**Problem details:**
Could you set down all of the data again, exactly as it stands?

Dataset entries
*** Begin section ***
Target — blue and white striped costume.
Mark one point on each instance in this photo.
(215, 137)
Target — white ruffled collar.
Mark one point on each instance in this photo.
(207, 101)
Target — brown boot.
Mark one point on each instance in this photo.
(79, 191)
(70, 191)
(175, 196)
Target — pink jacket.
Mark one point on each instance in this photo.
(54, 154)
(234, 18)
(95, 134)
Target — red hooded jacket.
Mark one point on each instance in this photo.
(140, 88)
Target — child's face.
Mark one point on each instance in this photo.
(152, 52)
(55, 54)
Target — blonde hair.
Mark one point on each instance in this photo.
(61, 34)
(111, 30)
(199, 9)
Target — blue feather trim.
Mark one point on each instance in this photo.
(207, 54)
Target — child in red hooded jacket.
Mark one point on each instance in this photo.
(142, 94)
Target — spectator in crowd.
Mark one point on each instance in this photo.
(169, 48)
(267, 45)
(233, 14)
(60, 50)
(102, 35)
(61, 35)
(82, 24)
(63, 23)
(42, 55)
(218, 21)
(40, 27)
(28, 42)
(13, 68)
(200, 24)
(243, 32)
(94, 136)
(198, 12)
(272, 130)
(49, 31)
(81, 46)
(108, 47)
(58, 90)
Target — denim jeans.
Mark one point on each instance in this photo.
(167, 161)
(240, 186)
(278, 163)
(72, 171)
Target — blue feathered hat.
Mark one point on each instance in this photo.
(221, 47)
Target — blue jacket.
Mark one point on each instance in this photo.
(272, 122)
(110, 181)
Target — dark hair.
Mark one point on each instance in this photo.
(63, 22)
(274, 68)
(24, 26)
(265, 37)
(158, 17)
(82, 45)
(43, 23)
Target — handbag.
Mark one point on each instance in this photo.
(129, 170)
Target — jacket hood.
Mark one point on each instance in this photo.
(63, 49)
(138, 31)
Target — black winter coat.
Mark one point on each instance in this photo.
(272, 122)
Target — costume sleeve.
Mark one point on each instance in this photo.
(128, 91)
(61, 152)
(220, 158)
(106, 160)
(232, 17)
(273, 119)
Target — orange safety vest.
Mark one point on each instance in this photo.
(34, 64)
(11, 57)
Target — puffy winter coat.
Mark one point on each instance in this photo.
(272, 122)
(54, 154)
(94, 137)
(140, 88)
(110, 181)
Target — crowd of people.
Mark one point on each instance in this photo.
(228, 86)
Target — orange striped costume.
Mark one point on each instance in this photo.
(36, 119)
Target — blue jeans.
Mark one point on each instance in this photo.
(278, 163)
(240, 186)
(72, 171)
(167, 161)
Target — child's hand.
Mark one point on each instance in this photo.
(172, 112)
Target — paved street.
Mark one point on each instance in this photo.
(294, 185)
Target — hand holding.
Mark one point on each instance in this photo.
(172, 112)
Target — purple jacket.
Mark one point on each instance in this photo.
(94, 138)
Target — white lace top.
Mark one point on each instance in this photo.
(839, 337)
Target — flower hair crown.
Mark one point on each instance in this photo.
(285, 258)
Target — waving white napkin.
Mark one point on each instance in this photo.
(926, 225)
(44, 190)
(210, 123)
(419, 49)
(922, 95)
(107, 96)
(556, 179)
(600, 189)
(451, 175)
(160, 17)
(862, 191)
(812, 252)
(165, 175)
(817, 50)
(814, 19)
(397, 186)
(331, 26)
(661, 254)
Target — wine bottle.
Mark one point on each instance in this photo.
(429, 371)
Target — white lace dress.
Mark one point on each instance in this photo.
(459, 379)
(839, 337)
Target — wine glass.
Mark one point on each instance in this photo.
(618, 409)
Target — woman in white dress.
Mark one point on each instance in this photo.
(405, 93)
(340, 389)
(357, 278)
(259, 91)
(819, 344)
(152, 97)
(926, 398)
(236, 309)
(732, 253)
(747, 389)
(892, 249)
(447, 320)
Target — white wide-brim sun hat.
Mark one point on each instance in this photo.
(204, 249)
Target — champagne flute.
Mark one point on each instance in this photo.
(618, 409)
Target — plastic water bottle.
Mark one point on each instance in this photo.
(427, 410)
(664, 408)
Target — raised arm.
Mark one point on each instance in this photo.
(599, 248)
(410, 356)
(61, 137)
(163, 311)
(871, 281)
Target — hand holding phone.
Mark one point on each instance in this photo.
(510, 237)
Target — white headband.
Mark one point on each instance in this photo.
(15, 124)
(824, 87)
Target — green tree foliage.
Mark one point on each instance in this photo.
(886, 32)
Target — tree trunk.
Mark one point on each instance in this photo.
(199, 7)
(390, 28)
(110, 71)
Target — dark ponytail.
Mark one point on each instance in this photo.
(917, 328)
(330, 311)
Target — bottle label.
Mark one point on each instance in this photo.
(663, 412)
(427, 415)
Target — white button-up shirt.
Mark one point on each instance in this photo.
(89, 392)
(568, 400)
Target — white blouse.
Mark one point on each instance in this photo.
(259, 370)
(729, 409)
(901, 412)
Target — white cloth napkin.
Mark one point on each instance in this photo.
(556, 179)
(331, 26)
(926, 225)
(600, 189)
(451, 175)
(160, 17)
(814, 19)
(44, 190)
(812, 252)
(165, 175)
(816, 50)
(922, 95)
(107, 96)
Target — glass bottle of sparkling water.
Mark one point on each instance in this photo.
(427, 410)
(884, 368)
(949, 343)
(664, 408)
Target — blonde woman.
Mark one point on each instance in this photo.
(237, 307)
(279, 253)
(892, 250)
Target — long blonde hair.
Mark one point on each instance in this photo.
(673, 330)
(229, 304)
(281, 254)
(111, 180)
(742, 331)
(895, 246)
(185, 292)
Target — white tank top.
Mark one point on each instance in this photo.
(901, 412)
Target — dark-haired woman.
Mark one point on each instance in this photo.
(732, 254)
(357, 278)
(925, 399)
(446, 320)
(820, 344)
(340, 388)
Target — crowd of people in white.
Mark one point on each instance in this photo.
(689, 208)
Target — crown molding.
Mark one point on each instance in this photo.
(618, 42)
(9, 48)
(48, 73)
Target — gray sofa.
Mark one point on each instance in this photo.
*** End section ***
**Output of the exercise:**
Target — blue and white striped costume.
Mark one point on each instance in this photo.
(215, 137)
Target — white ruffled collar.
Mark one point on each instance in this photo.
(207, 101)
Target — brown boot.
Mark one point on each instance in this photo.
(79, 191)
(70, 191)
(175, 196)
Target — pink jacket.
Mark one point on each instance in this photo.
(54, 154)
(234, 18)
(95, 134)
Target — red hooded jacket.
Mark one point on each instance in this photo.
(140, 88)
Target — child's face.
Mark one point on each instance in this photo.
(152, 52)
(55, 54)
Target — blonde hair.
Mark one point on each instance in this photo.
(61, 34)
(111, 30)
(199, 9)
Target — blue feather trim.
Mark one point on each instance in this photo.
(207, 54)
Target — child in red hooded jacket.
Mark one point on each instance in this photo.
(142, 94)
Target — spectator in crowd.
Mark one point on each instance in this photo.
(169, 48)
(267, 45)
(233, 14)
(60, 50)
(102, 35)
(61, 35)
(82, 24)
(63, 23)
(42, 55)
(218, 21)
(40, 27)
(28, 42)
(13, 68)
(200, 24)
(243, 32)
(94, 136)
(198, 12)
(272, 130)
(49, 31)
(81, 46)
(108, 47)
(58, 90)
Target — denim jeans.
Mark one point on each instance in this photo.
(167, 161)
(240, 186)
(278, 163)
(72, 171)
Target — blue feathered hat.
Mark one point on each instance in this photo.
(221, 47)
Target — blue jacket.
Mark one point on each instance in this photo.
(272, 122)
(110, 181)
Target — dark hair.
Mark one point on each instance in this photo.
(63, 22)
(274, 68)
(24, 26)
(265, 37)
(158, 17)
(82, 45)
(43, 23)
Target — handbag.
Mark one point on each instance in this photo.
(129, 170)
Target — jacket hood.
Mark one point on each instance in this photo.
(63, 49)
(138, 31)
Target — black winter coat.
Mark one point on each instance in this photo.
(272, 122)
Target — costume sleeve.
Mark one point on each instance in this photo.
(128, 91)
(61, 152)
(220, 158)
(106, 160)
(232, 17)
(273, 119)
Target — orange safety vest.
Mark one point on each instance in this photo.
(34, 64)
(11, 57)
Target — puffy winter coat.
Mark one point on each instance in this photo.
(272, 122)
(54, 154)
(94, 137)
(140, 88)
(110, 181)
Target — crowd of people.
Mark one point on each instance in this photo.
(228, 86)
Target — orange striped costume.
Mark one point on each instance in this photo.
(36, 119)
Target — blue jeans.
Mark one point on each instance in this photo.
(278, 163)
(240, 186)
(72, 171)
(167, 161)
Target — child's hand.
Mark one point on each instance in this photo.
(172, 112)
Target — paved street.
Mark one point on each instance in this photo.
(294, 185)
Target — hand holding.
Mark one point on each instance in this photo.
(172, 112)
Target — purple jacket.
Mark one point on each instance in this photo.
(94, 138)
Target — white lace top.
Mark one point on each instance in this photo.
(839, 337)
Target — flower hair crown.
Mark one point on each instance in this photo.
(285, 258)
Target — waving white napkin.
Mark one point on each instance in this photo.
(926, 225)
(44, 190)
(210, 123)
(419, 49)
(922, 95)
(107, 96)
(556, 179)
(600, 189)
(451, 175)
(160, 17)
(862, 191)
(812, 252)
(165, 175)
(817, 50)
(814, 19)
(397, 186)
(331, 26)
(661, 254)
Target — wine bottle.
Mark one point on each instance in this photo.
(429, 371)
Target — white lace dress.
Mark one point on each instance in this photo.
(459, 379)
(839, 337)
Target — wine glass.
Mark one point on each instance in this photo.
(618, 409)
Target — woman in white dress.
Mark one point on each instance in this photo.
(405, 93)
(340, 389)
(357, 278)
(259, 91)
(819, 344)
(152, 97)
(926, 398)
(236, 309)
(732, 253)
(747, 389)
(892, 249)
(447, 320)
Target — white wide-brim sun hat.
Mark one point on each instance in this photo.
(204, 249)
Target — champagne flute.
Mark one point on each instance in this photo.
(618, 409)
Target — plastic water bottle.
Mark one point on each instance in this photo.
(427, 410)
(664, 408)
Target — raised arm.
Mark one point on each instance in this photo.
(599, 248)
(410, 356)
(61, 137)
(163, 311)
(871, 281)
Target — hand holding phone.
Mark one point on each instance in this photo.
(510, 237)
Target — white headband.
Mark one point on each instance in this photo.
(15, 124)
(824, 87)
Target — green tree foliage.
Mark one point on each instance in this photo.
(886, 32)
Target — tree trunk.
Mark one point on each instance in this photo.
(199, 7)
(390, 28)
(110, 71)
Target — dark ponytail.
Mark one point on each instance in this photo.
(917, 328)
(330, 311)
Target — bottle label.
Mark one point on each instance in this photo.
(663, 412)
(427, 415)
Target — white button-up shirt.
Mark one point on each instance in this photo.
(89, 392)
(568, 400)
Target — white blouse.
Mark one point on each instance in this photo.
(259, 370)
(729, 409)
(901, 412)
Target — white cloth napkin.
Mark one point on each instance in this photo.
(556, 179)
(331, 26)
(926, 225)
(600, 189)
(451, 175)
(160, 17)
(814, 19)
(44, 190)
(812, 252)
(165, 175)
(816, 50)
(922, 95)
(107, 96)
Target — glass bottle of sparkling water.
Mark one point on each instance in this photo.
(427, 410)
(884, 368)
(949, 343)
(664, 408)
Target — blonde woman.
Mark one point on each instance in this photo.
(237, 307)
(279, 253)
(892, 250)
Target — long blonde hair.
Mark one point on each instance in this photo.
(673, 330)
(229, 304)
(281, 254)
(111, 180)
(742, 331)
(895, 246)
(185, 292)
Target — white tank top.
Mark one point on each instance in this photo.
(901, 412)
Target — dark-haired woman.
Mark one point on each instance in this photo.
(732, 254)
(357, 278)
(925, 399)
(446, 320)
(820, 344)
(340, 388)
Target — crowd of people in white.
Mark one point on each instance in this photo.
(689, 208)
Target — crown molding.
Mark one point on each instance in this photo.
(618, 42)
(9, 48)
(48, 73)
Target — gray sofa.
Mark one point on each instance in this photo.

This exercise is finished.